**Prompt**
In the entries below, find the line with "pin: rosette of" and print exactly every line from there up to and including the line with "Target: rough granite stone", with no other lines.

**Data section**
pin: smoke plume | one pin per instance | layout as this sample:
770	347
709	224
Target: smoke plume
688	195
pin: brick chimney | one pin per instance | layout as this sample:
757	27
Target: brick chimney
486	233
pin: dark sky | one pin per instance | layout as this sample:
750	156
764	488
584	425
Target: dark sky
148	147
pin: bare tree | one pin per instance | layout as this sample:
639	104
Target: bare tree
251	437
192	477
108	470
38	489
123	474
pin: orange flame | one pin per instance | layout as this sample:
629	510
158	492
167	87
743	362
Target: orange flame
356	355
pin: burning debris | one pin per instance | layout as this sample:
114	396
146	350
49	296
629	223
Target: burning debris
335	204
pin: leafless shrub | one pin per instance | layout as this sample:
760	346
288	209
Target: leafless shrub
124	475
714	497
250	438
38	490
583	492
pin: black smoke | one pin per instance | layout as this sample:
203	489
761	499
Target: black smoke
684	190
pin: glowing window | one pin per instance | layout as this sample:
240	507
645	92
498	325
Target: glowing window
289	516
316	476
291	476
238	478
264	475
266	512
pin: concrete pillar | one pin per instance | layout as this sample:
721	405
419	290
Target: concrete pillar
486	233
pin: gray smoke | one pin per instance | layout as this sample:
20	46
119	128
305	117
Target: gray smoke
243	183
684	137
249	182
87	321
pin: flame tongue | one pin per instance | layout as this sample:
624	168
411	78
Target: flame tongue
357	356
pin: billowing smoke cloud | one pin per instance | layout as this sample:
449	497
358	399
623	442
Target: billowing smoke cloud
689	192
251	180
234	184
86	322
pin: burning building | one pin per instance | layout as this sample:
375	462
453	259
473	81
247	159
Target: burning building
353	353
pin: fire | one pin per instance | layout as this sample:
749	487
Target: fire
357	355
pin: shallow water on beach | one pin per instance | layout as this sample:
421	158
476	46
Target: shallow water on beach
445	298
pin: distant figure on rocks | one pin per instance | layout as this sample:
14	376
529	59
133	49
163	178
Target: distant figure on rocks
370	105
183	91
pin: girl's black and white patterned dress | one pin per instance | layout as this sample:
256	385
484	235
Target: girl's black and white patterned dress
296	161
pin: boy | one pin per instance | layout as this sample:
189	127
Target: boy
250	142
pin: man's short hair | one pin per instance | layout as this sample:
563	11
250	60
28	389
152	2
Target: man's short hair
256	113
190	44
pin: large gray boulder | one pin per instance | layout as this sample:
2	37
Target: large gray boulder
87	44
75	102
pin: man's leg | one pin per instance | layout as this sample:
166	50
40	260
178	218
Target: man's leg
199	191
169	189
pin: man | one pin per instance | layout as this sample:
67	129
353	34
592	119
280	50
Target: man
* * *
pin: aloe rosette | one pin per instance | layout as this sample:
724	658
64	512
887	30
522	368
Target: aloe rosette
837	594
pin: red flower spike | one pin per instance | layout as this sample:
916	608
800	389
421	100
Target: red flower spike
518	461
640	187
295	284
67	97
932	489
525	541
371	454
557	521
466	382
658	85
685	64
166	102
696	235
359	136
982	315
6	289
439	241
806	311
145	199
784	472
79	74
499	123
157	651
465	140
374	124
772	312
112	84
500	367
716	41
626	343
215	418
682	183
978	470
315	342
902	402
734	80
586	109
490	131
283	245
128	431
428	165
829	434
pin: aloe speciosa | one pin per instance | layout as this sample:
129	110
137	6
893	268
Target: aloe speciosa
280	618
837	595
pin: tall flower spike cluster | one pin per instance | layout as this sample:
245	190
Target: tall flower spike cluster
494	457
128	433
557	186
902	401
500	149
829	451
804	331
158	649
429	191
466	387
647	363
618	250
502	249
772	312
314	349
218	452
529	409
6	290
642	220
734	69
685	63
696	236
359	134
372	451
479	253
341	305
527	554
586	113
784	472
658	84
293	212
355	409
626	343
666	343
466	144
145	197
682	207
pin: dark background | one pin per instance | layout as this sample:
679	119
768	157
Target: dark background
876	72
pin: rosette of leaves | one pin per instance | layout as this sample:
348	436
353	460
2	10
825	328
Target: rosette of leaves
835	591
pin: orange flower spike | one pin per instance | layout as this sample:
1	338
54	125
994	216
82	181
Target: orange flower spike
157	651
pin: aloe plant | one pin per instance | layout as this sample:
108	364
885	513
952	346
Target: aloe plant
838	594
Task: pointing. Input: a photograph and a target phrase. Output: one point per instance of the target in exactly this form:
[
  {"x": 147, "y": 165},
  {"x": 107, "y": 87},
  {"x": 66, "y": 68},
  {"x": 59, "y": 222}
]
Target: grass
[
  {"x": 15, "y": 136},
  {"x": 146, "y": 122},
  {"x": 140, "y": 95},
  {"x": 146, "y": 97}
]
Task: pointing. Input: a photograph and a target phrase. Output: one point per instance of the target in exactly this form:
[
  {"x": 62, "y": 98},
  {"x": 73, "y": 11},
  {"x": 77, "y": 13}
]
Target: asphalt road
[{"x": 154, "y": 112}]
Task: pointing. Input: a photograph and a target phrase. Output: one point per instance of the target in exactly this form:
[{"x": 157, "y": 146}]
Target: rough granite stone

**Written reply**
pin: rosette of leaves | one pin per instance | layout as this sample:
348	436
353	460
2	10
825	328
Target: rosette of leaves
835	591
pin: orange flower spike | one pin per instance | layout as this sample:
1	338
54	125
994	216
82	181
Target: orange flower spike
157	651
pin: aloe plant | one pin per instance | layout as this sample:
108	364
885	513
952	346
Target: aloe plant
838	594
Task: pointing. Input: a photograph and a target phrase. Output: one point per instance of the target in exactly this form:
[
  {"x": 147, "y": 165},
  {"x": 107, "y": 87},
  {"x": 66, "y": 68},
  {"x": 59, "y": 222}
]
Target: grass
[
  {"x": 15, "y": 136},
  {"x": 146, "y": 122},
  {"x": 140, "y": 95},
  {"x": 146, "y": 97}
]
Task: pointing. Input: a photograph and a target phrase. Output: one point per instance of the target in exactly this form:
[
  {"x": 62, "y": 98},
  {"x": 73, "y": 11},
  {"x": 77, "y": 13}
]
Target: asphalt road
[{"x": 154, "y": 112}]
Task: pointing. Input: a photograph and a target phrase. Output: one point per instance of the target in exactly this form:
[{"x": 157, "y": 146}]
Target: rough granite stone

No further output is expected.